[Segmentation dataset records]
------------------------------------------------------------
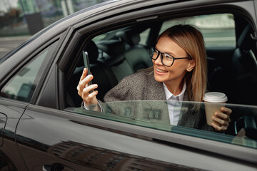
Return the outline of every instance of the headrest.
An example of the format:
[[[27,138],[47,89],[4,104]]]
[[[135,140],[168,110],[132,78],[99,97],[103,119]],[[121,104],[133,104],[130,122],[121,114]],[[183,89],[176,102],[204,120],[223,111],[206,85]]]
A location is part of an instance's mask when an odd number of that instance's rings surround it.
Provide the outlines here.
[[[84,51],[87,51],[90,63],[96,63],[97,62],[99,51],[96,43],[93,41],[90,41],[86,44]]]
[[[116,56],[125,52],[125,44],[119,40],[109,40],[97,43],[99,49],[110,56]]]
[[[139,34],[132,31],[119,31],[116,33],[116,36],[120,37],[130,46],[136,45],[140,41]]]

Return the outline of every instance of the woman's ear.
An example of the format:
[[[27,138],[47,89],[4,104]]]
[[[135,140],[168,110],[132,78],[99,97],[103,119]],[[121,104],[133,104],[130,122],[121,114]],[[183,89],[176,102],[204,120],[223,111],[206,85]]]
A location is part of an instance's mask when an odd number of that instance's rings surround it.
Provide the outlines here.
[[[195,66],[196,66],[196,61],[194,61],[194,59],[190,60],[188,68],[186,68],[186,71],[188,72],[191,72]]]

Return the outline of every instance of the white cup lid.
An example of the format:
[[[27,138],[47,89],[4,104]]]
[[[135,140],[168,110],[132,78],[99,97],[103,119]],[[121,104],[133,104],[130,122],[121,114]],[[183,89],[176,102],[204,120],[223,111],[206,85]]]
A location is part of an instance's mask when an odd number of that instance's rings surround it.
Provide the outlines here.
[[[223,103],[228,100],[227,96],[220,92],[208,92],[204,94],[203,100],[212,103]]]

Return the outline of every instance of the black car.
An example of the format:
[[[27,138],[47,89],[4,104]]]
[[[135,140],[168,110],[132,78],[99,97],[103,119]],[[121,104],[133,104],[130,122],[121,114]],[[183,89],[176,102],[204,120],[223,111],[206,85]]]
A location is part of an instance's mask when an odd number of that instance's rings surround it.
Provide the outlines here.
[[[110,1],[33,36],[0,61],[0,170],[256,170],[256,0]],[[225,133],[156,122],[166,101],[81,108],[82,51],[103,100],[152,66],[149,48],[177,24],[203,35],[208,89],[233,110]]]

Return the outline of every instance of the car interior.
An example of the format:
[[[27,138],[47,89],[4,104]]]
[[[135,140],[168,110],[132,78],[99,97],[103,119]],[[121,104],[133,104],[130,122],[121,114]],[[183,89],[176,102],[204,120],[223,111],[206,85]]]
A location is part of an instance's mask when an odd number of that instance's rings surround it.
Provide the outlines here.
[[[228,103],[257,105],[256,33],[246,17],[237,14],[231,16],[235,25],[235,45],[206,47],[208,90],[226,93]],[[176,19],[176,22],[180,20]],[[94,76],[92,82],[99,85],[99,100],[103,101],[104,95],[124,77],[152,66],[148,49],[154,46],[166,21],[165,18],[130,25],[101,33],[84,42],[83,51],[88,52],[91,72]],[[82,102],[76,86],[84,63],[82,53],[78,56],[73,69],[69,70],[72,71],[67,74],[66,107],[79,108]],[[231,119],[237,120],[239,115],[236,113]]]

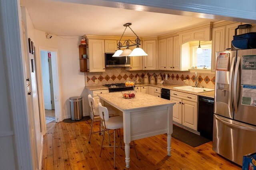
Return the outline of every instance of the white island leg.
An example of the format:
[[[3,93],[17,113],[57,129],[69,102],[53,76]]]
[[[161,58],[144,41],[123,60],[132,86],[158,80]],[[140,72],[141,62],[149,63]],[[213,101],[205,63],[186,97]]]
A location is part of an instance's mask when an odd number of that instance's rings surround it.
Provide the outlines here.
[[[172,135],[167,135],[167,156],[172,156],[171,154],[171,150],[172,150],[172,147],[171,147],[171,141]]]
[[[125,152],[125,162],[126,163],[125,167],[129,168],[130,168],[130,144],[129,143],[125,144],[124,151]]]
[[[130,112],[123,112],[124,142],[125,152],[125,162],[127,168],[130,168],[130,143],[131,142],[131,127]]]

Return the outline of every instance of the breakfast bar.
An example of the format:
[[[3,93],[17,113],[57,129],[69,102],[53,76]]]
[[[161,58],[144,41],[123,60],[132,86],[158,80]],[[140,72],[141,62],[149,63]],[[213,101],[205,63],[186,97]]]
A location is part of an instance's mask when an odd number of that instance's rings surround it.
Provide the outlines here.
[[[130,167],[130,143],[142,138],[167,134],[167,155],[171,156],[172,107],[175,102],[137,92],[132,99],[121,92],[98,94],[103,106],[111,105],[122,113],[126,167]]]

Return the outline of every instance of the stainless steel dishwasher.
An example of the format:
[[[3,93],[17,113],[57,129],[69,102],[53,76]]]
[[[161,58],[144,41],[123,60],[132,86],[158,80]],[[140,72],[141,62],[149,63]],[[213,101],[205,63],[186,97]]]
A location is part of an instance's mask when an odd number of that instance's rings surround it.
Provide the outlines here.
[[[200,135],[212,141],[214,99],[198,96],[197,130]]]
------------------------------------------------------------
Task to complete
Copy the data starting at the line containing "Return the outline of every instance of the white island" and ending at the end of the data. Lower every coordinate in the answer outlines by 103, and leave all other lines unchanged.

Solution to the exercise
Return the outline of every instance of the white island leg.
An example of the format:
[[[3,93],[17,113],[57,129],[69,102],[53,76]]]
[[[161,58],[144,41],[123,60],[132,86],[158,80]],[[140,72],[141,62],[149,63]],[[213,101],[205,63],[186,97]]]
A location is part of an instance's mask when an odd number of that instance's rings surround it.
Provide the outlines here.
[[[69,32],[64,32],[64,53],[69,53],[68,51],[68,47],[69,47],[69,44],[68,44],[68,38]]]
[[[22,49],[22,59],[23,60],[22,64],[26,65],[27,65],[27,41],[26,40],[22,41],[21,48]]]
[[[27,9],[20,9],[21,39],[22,49],[22,59],[24,65],[27,65],[27,40],[28,39],[28,24]]]

Return the outline of every instance of the breakfast bar.
An example of the format:
[[[3,93],[17,113],[57,129],[69,102],[53,76]]]
[[[161,58],[144,41],[123,60],[132,86],[158,80]],[[140,72],[141,62],[149,63]],[[213,101],[205,63],[186,97]]]
A location is part of an instance's mask when an odd number of that instance's rings surround it.
Provide the outlines here.
[[[27,64],[27,40],[39,35],[64,31],[64,52],[68,53],[69,4],[72,-1],[34,-11],[29,-4],[18,-11],[-5,-9],[0,3],[8,2],[19,10],[23,64]]]

Return the outline of every instance of the stainless steel dishwasher.
An example of the format:
[[[3,93],[17,113],[57,129],[69,102],[53,76]]]
[[[161,58],[144,41],[123,60],[132,86],[158,80]],[[140,72],[141,62],[149,63]],[[213,101],[205,63],[186,97]]]
A location is part of an instance's mask when an odd number of that instance's rings surround it.
Provide the outlines here.
[[[97,32],[109,38],[111,-4],[95,-7],[94,27]]]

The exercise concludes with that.